• [PROBLEM REQUIREMENTS]
The data below should be restated word for word, with every picture omitted.

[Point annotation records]

***

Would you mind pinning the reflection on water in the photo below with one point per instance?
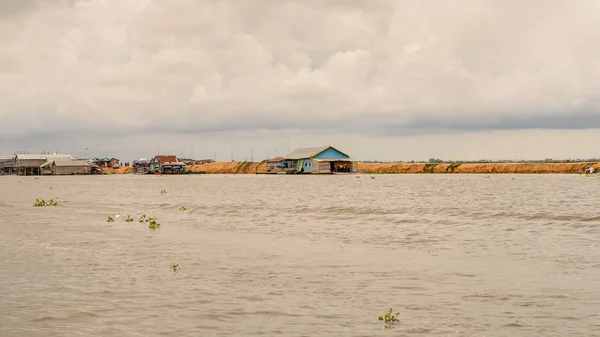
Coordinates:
(512, 255)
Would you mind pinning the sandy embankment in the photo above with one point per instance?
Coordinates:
(120, 170)
(382, 168)
(474, 167)
(229, 167)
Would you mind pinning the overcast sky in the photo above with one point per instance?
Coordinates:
(386, 80)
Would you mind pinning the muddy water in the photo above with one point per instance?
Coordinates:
(506, 255)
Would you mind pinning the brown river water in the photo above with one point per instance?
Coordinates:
(455, 255)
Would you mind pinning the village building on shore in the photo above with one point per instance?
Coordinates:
(166, 165)
(106, 162)
(315, 160)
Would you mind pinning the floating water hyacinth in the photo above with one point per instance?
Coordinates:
(389, 317)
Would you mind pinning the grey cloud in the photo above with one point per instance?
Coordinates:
(112, 68)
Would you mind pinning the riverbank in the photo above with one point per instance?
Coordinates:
(393, 168)
(489, 168)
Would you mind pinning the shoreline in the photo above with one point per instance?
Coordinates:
(400, 168)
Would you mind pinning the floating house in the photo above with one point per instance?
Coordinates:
(70, 167)
(7, 165)
(107, 162)
(321, 160)
(33, 164)
(166, 165)
(274, 164)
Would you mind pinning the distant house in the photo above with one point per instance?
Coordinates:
(324, 159)
(274, 164)
(34, 164)
(7, 165)
(166, 165)
(69, 167)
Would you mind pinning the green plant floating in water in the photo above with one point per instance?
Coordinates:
(389, 317)
(42, 202)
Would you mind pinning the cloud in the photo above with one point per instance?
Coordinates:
(110, 68)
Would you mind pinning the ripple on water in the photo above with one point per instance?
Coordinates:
(317, 256)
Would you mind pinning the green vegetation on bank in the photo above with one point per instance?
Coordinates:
(389, 317)
(42, 202)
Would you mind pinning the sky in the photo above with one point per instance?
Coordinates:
(250, 79)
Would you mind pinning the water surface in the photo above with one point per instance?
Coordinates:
(456, 255)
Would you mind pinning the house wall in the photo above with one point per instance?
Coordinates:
(66, 170)
(30, 162)
(323, 167)
(330, 153)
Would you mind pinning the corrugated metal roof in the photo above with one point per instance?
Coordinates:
(306, 152)
(49, 157)
(166, 160)
(336, 159)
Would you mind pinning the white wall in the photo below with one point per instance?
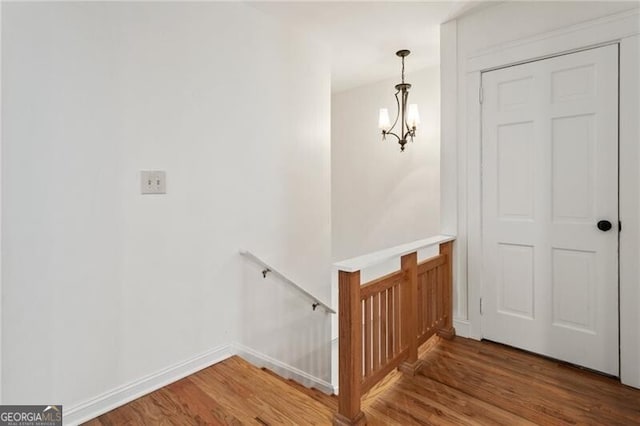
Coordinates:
(382, 197)
(100, 285)
(509, 29)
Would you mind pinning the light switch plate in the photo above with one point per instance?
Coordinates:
(153, 182)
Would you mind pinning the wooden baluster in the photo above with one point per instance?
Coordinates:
(409, 265)
(420, 310)
(446, 330)
(376, 332)
(350, 350)
(384, 334)
(390, 326)
(396, 319)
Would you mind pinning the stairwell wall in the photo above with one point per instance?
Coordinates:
(103, 287)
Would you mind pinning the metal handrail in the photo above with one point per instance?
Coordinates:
(268, 269)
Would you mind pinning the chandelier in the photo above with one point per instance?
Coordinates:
(409, 118)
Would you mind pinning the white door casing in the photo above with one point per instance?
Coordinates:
(549, 174)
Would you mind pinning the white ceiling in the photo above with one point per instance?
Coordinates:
(363, 36)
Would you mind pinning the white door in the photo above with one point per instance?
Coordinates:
(550, 174)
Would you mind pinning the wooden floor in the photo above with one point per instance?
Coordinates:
(463, 382)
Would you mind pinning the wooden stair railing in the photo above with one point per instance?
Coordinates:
(383, 322)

***

• [ANSWER]
Would you mind pinning the reflection on water in the photo below with one point per instance?
Coordinates:
(512, 255)
Would you mind pinning the sandy embankment in the photo above with one point per instance?
Coordinates:
(120, 170)
(382, 168)
(474, 167)
(229, 167)
Would you mind pinning the overcast sky in the photo above with one point per instance?
Coordinates:
(386, 80)
Would you mind pinning the muddy water in the photo above with one point per instance?
Coordinates:
(506, 255)
Would you mind pinning the brown river water in the photo above with one point per instance?
Coordinates:
(455, 255)
Would you mind pinning the village building on shore in the photo above with one point per instance?
Coordinates:
(166, 165)
(106, 162)
(315, 160)
Would you mind pinning the floating water hyacinth in the photo above with one point per instance?
Coordinates:
(389, 317)
Would you mind pinning the grey cloud in the photo above with one point per instance?
Coordinates:
(112, 68)
Would you mind pinning the riverbank in the photo above with one point per instance?
Coordinates:
(393, 168)
(489, 168)
Would you mind pinning the shoreline in the photo above with one point per instance?
Coordinates:
(400, 168)
Would you mind pinning the floating house in the photo above with one point per instance?
Coordinates:
(70, 167)
(7, 165)
(107, 162)
(321, 160)
(33, 164)
(166, 165)
(274, 164)
Would you mind pinning the distant house in the photo above with one point per instance?
Coordinates:
(324, 159)
(274, 164)
(34, 164)
(7, 165)
(166, 165)
(69, 167)
Would you mind pinning the green plant floating in water in the photo above with one point per instance?
Coordinates:
(389, 317)
(42, 202)
Would you mind pinning the cloud in the photo above with one point per instance?
Coordinates:
(110, 68)
Would you mind pinning the ripple on water in the photo above with one point per instance?
Coordinates:
(317, 256)
Would you mind pinning the green vegetation on bank in the photo above with one point per instance?
Coordinates:
(389, 317)
(42, 202)
Would you mind pinning the sky in the photo above with one point per instance?
Coordinates:
(250, 79)
Would you mind pinning the water surface in the photo above with one point per instance?
Coordinates:
(456, 255)
Would you mind pinning the house wall in the photo above with one point per instance?
Coordinates:
(66, 170)
(30, 162)
(323, 167)
(330, 153)
Would you mind pinning the corrugated metal roof in the photo above with one point per instance?
Coordinates:
(306, 152)
(49, 157)
(166, 160)
(336, 159)
Would you mind pinning the white wall in the photo below with one point per instance?
Coordinates:
(382, 197)
(100, 285)
(509, 29)
Would you mind pinning the light switch plate in the photo above with one point per instance?
Coordinates:
(153, 182)
Would you mind pinning the wooden baluster in the photo above with one point per instance?
Coordinates:
(409, 265)
(420, 310)
(446, 330)
(376, 332)
(350, 350)
(384, 334)
(390, 326)
(396, 319)
Would you mind pinning the stairwell wall in the photo above with one point per instance?
Coordinates:
(103, 287)
Would you mind pinning the metal handrail in the photo above with one point per instance?
Coordinates:
(268, 269)
Would you mind pinning the chandelier in the photo above with one point per instance?
Coordinates:
(409, 118)
Would you mind pinning the white door casing in the photo above with one point per instance?
Coordinates:
(549, 174)
Would you mind pinning the white ceiling in the photo above with one point per instance?
Coordinates:
(363, 36)
Would you mind pinning the white door in the photo above with one point per instance?
Coordinates:
(550, 174)
Would you mind pinning the wooden floor in the photo above with one point per instance?
Coordinates:
(463, 382)
Would you mind pinning the wooden stair railing in the photo above with one point per instance?
Coordinates:
(383, 322)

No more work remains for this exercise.